— begin Text passage —

The definition of “Intoxication” under Texas law is critically important in the field of DWI Defense. Many DWI defense strategies hinge on whether a defendant was “intoxicated” under the law. While the definition provided in Texas law is clear, the meaning of the definition is unfortunately complicated. Essentially, the law provides for three different ways for a person to be considered intoxicated:

  • not having the normal use of mental faculties by reason of the introduction of alcohol, a controlled substance, a drug, a dangerous drug, a combination of two or more of those substances, or any other substance into the body;
  • not having the normal use of physical faculties by reason of the introduction of alcohol, a controlled substance, a drug, a dangerous drug, a combination of two or more of those substances, or any other substance into the body;
  • having an alcohol concentration of 0.08 or more

While the third prong (having an alcohol concentration of 0.08 or more) is a clear line, the other two prongs are less clear. What “normal use of mental or physical faculties” means is a matter of interpretation and would vary from person to person.

— end Text passage —
— begin Stored data —

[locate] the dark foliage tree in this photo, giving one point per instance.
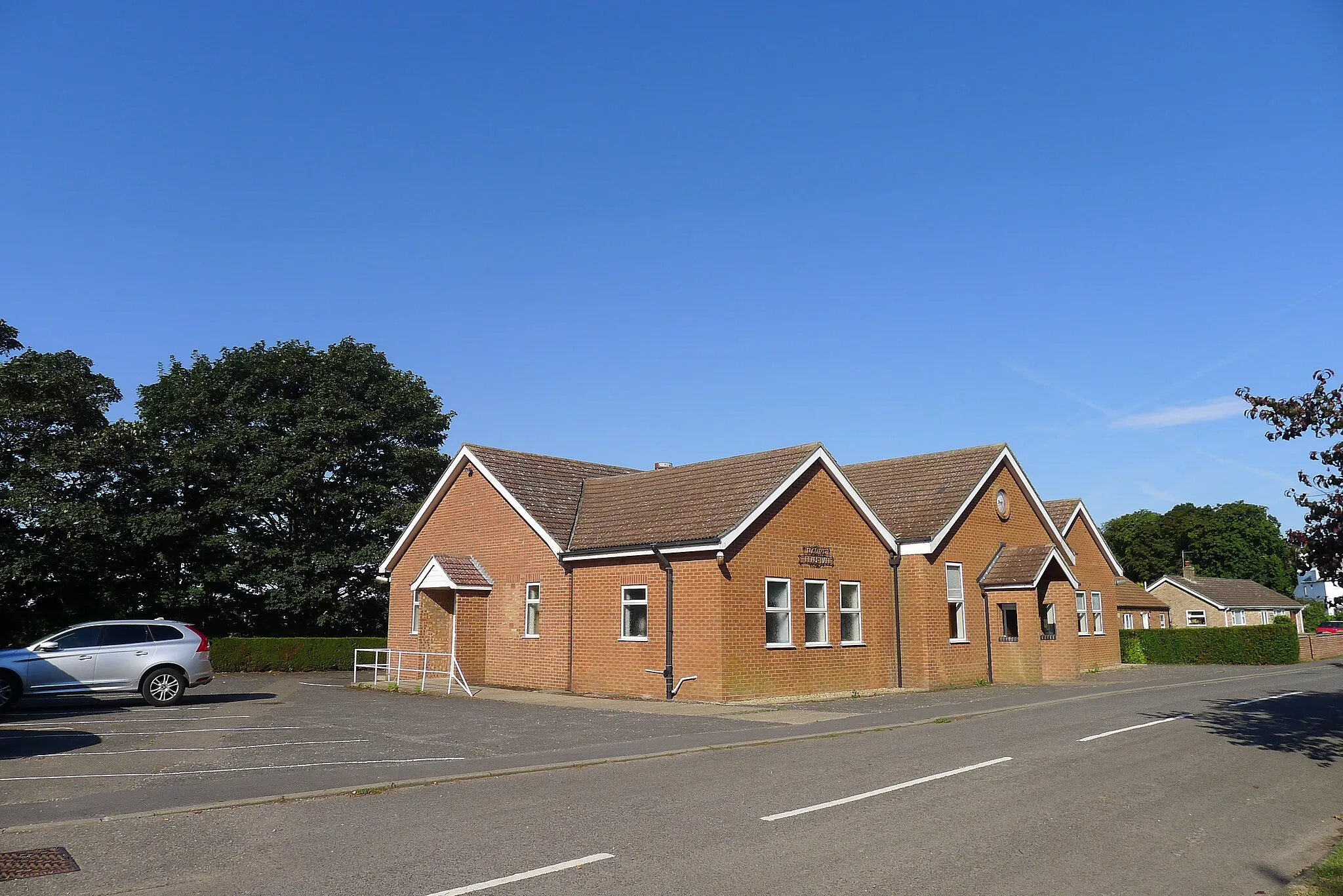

— end Stored data —

**Task to complete**
According to the passage on intoxication under Texas law, what alcohol concentration is enough on its own for a person to be considered intoxicated?

**Exercise solution**
An alcohol concentration of 0.08 or more.